## Text block
-.-.-

Christopher Brückner

office
424
email
bruckner@ufal.mff.cuni.cz
address
Malostranské náměstí 25
118 00 Praha 1
Czech Republic

Main Research Interests

I am currently exploring graph neural networks for text classification with hierarchically ordered label taxonomies, as well as their applications in named entity disambiguation with hierarchical entities and other graph-constrained NLP problems. I focus on multilingual domain-specific solutions and texts that make people sad. Digital humanities, digital cultural heritage, some historical language change and biomedical NLP.

If you want to learn more about how graphs are related to modern NLP, I recommend the following article: Transformers are Graph Neural Networks

For an introduction to GNNs, check out these Stanford slides: A General Perspective on Graph Neural Networks
 

Projects

Horizon Europe

  • MEMORISE: Virtualisation and Multimodal Exploration of Heritage on Nazi Persecution (2024-2026)
  • TWIN4DEM: Strengthening Democratic Resilience Through Digital Twins (2025-2026)

MŠMT

  • GI-Insight: Improving stomach examinations with Artificial Intelligence: A deep learning approach for assisted gastroscopy (2024-2026)

-.-.-

## Provided data
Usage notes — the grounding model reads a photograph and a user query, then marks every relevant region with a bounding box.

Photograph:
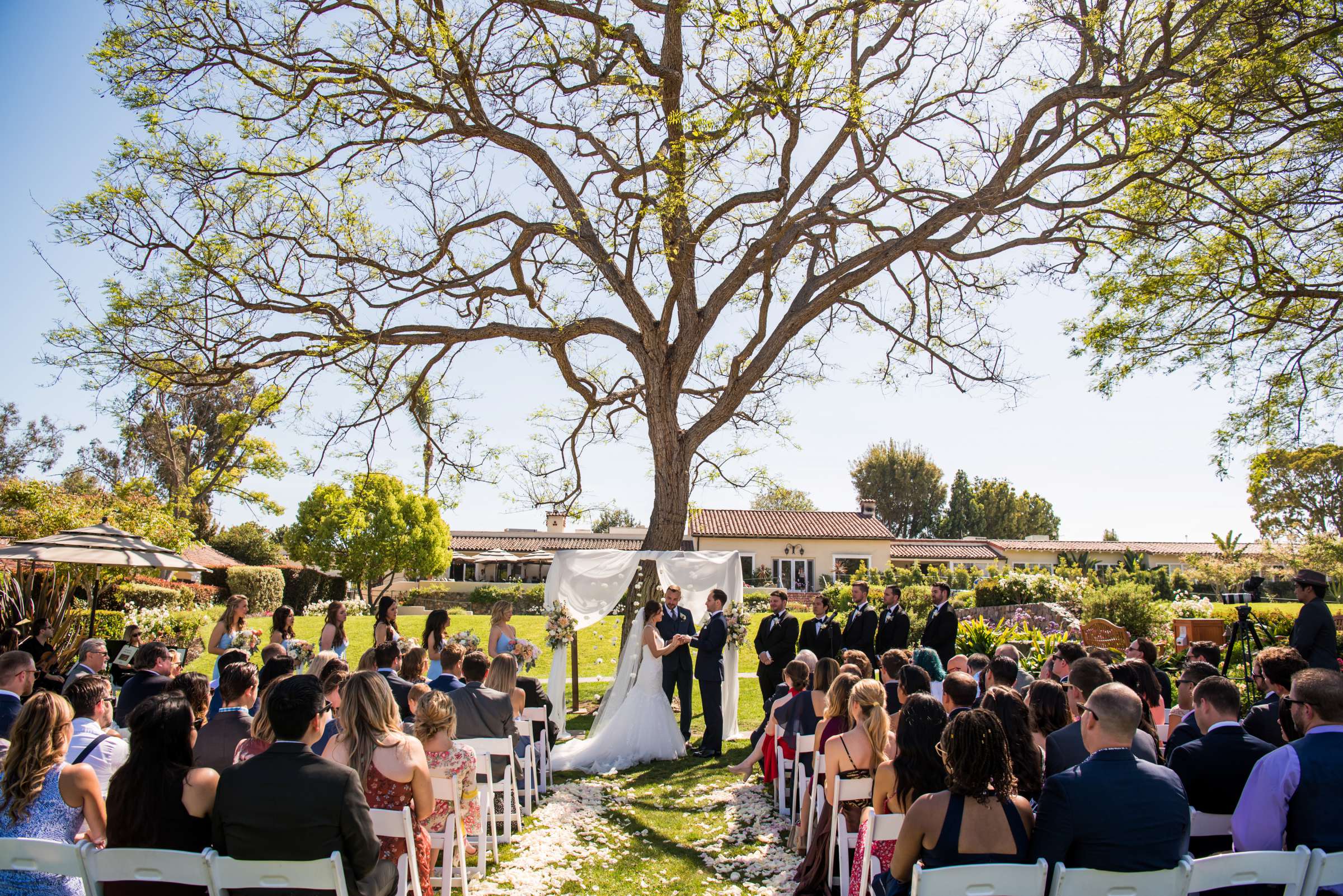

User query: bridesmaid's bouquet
[513,639,541,672]
[545,601,579,650]
[722,603,751,647]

-.-.-

## Task list
a. Answer these questions from the profile page:
(i) What office number is listed?
(ii) What article is recommended for learning how graphs relate to modern NLP?
(iii) What years are given for the TWIN4DEM project?
b. Name every project listed on the profile page.
c. Write out a passage of the profile page, beginning at the words "Main Research Interests" and stopping after the words "Nazi Persecution (2024-2026)".

## Answers to the problems
a.
(i) 424
(ii) Transformers are Graph Neural Networks
(iii) 2025-2026

b.
MEMORISE: Virtualisation and Multimodal Exploration of Heritage on Nazi Persecution
TWIN4DEM: Strengthening Democratic Resilience Through Digital Twins
GI-Insight: Improving stomach examinations with Artificial Intelligence: A deep learning approach for assisted gastroscopy

c.
Main Research Interests

I am currently exploring graph neural networks for text classification with hierarchically ordered label taxonomies, as well as their applications in named entity disambiguation with hierarchical entities and other graph-constrained NLP problems. I focus on multilingual domain-specific solutions and texts that make people sad. Digital humanities, digital cultural heritage, some historical language change and biomedical NLP.

If you want to learn more about how graphs are related to modern NLP, I recommend the following article: Transformers are Graph Neural Networks

For an introduction to GNNs, check out these Stanford slides: A General Perspective on Graph Neural Networks
 

Projects

Horizon Europe

  • MEMORISE: Virtualisation and Multimodal Exploration of Heritage on Nazi Persecution (2024-2026)